◆ Stated exercise ◆
Rewrite the lines starting with the first one and going on through the line containing "left=236, top=221, right=418, bottom=329", requests included, adding 47 to every number in the answer coordinates.

|---|

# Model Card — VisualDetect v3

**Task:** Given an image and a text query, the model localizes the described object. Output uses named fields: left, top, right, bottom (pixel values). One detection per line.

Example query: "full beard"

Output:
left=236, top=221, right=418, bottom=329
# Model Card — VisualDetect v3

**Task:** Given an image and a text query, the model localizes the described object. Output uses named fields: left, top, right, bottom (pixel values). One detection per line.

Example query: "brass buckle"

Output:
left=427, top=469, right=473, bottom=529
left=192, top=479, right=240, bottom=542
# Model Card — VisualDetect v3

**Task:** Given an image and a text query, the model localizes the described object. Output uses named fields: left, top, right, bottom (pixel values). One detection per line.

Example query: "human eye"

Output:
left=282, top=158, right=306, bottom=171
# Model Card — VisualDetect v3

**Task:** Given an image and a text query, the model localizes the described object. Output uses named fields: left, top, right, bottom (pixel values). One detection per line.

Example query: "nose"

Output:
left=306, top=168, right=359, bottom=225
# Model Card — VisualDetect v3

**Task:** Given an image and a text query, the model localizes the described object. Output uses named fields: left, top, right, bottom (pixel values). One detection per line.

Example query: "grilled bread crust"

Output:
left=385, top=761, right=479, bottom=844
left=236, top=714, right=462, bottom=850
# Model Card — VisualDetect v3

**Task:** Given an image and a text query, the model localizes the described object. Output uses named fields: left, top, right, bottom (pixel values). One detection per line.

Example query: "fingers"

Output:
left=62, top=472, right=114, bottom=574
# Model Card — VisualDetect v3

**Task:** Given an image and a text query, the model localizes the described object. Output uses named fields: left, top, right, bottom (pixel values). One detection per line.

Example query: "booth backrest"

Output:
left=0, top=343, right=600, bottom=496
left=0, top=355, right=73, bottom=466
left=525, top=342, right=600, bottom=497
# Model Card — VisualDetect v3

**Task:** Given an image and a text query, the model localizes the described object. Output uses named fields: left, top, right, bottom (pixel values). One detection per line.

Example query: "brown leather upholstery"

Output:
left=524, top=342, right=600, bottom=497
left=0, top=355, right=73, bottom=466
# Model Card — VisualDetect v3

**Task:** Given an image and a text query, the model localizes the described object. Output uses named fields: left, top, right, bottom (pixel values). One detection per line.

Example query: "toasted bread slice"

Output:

|---|

◆ Worked solution ◆
# Model Card — VisualDetect v3

**Task:** Given an image and a text query, the model localizes the described object. Output uses named fields: left, top, right, bottom (pixel values). One detection per line.

Example query: "full beard"

Output:
left=283, top=268, right=465, bottom=376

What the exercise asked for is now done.